What the task requires — Recast the part of the material that opens with the line containing "subject: parked car row" and runs through its end as a Markdown table with the columns "Row" and "Line", one line per row, skipping blank lines. Include only that part.

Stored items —
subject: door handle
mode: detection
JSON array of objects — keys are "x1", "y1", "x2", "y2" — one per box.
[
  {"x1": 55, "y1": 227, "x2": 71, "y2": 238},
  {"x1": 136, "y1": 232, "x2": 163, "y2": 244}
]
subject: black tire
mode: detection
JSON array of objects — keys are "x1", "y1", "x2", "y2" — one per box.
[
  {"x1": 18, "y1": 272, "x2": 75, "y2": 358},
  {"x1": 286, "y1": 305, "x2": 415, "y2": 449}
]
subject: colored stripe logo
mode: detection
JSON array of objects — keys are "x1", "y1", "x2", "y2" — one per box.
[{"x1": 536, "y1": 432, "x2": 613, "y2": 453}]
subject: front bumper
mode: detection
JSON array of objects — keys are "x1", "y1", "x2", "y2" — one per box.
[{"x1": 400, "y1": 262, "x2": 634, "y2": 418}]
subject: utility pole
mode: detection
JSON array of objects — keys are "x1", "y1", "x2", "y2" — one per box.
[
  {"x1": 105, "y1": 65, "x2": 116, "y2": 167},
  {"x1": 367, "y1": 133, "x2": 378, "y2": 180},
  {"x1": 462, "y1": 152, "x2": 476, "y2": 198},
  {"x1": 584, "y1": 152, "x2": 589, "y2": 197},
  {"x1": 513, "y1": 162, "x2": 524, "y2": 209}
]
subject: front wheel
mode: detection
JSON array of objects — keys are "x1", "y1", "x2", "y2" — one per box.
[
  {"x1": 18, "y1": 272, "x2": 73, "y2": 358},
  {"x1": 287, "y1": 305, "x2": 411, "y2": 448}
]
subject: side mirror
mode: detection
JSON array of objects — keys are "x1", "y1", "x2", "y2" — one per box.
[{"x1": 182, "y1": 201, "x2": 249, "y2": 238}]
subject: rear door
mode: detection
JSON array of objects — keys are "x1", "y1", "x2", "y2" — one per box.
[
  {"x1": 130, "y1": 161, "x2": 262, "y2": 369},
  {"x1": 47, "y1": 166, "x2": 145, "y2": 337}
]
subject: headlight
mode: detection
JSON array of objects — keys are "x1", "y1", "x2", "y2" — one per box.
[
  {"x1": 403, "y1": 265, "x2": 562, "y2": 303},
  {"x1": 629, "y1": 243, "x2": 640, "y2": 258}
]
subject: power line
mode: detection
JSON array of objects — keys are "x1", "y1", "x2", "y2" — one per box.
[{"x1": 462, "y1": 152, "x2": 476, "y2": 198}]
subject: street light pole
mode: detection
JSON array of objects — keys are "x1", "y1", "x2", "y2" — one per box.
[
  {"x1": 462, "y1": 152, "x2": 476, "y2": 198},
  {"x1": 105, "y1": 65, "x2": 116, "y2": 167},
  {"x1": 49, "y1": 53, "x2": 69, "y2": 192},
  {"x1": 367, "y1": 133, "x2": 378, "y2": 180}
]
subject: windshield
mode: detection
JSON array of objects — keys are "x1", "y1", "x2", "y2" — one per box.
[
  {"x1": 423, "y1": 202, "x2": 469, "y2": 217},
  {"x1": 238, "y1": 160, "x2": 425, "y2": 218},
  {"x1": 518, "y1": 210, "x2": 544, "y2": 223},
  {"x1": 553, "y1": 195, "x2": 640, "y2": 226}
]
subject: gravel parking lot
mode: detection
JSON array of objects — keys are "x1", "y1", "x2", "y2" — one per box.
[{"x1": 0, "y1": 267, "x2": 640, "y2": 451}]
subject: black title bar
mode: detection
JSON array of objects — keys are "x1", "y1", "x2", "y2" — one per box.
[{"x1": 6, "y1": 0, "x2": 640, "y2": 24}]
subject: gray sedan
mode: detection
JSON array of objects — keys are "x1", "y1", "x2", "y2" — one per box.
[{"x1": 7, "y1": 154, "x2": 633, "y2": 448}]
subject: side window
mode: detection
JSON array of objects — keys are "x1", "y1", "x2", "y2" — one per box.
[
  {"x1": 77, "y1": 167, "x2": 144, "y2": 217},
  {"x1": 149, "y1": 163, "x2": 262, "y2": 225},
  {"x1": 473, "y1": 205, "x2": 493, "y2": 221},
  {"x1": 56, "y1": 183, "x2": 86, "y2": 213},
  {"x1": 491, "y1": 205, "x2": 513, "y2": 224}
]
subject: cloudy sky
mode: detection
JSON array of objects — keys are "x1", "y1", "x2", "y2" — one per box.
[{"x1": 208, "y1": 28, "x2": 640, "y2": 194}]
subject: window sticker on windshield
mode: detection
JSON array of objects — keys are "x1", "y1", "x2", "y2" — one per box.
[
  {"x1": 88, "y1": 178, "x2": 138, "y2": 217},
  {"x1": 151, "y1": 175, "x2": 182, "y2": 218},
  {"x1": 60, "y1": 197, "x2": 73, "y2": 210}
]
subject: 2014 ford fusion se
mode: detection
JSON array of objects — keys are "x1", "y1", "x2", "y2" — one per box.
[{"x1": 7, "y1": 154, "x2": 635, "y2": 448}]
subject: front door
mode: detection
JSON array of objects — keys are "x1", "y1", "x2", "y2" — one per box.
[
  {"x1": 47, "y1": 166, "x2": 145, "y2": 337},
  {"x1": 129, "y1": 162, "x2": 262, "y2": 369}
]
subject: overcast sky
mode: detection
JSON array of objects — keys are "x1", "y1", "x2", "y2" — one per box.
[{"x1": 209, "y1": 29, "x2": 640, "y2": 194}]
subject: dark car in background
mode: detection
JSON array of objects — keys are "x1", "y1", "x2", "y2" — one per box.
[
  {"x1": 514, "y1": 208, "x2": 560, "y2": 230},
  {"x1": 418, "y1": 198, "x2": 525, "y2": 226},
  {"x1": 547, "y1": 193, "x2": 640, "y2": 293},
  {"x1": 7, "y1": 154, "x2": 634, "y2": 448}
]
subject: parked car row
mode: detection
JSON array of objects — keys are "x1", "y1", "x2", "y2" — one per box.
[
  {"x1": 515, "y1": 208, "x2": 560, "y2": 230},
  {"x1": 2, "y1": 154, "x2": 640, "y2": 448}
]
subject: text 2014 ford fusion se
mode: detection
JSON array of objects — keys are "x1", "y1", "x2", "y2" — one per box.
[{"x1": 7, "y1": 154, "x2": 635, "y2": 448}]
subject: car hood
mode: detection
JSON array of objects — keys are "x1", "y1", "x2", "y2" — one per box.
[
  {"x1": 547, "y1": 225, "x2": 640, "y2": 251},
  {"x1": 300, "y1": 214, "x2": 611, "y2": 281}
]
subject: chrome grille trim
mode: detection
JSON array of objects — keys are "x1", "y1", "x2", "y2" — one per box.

Solution to this problem —
| Row | Line |
|---|---|
| 1 | subject: parked car row |
| 2 | mode: detection |
| 3 | JSON array of objects — keys are "x1", "y1", "x2", "y2" — one per box. |
| 4 | [ |
| 5 |   {"x1": 515, "y1": 208, "x2": 560, "y2": 230}, |
| 6 |   {"x1": 2, "y1": 154, "x2": 640, "y2": 448} |
| 7 | ] |
| 8 | subject: text 2014 ford fusion se |
| 9 | mode: detection |
| 10 | JSON array of objects — keys are "x1", "y1", "x2", "y2" — one per box. |
| 11 | [{"x1": 7, "y1": 154, "x2": 635, "y2": 448}] |
| 12 | subject: car hood |
| 13 | mode: detection |
| 14 | JSON array of objects — keys are "x1", "y1", "x2", "y2" — one per box. |
| 15 | [ |
| 16 |   {"x1": 547, "y1": 225, "x2": 640, "y2": 251}, |
| 17 |   {"x1": 300, "y1": 214, "x2": 611, "y2": 281} |
| 18 | ] |
| 19 | subject: chrome grille trim |
| 20 | mode: detection |
| 21 | JSON array of objects — keys are "x1", "y1", "x2", "y2" — one per box. |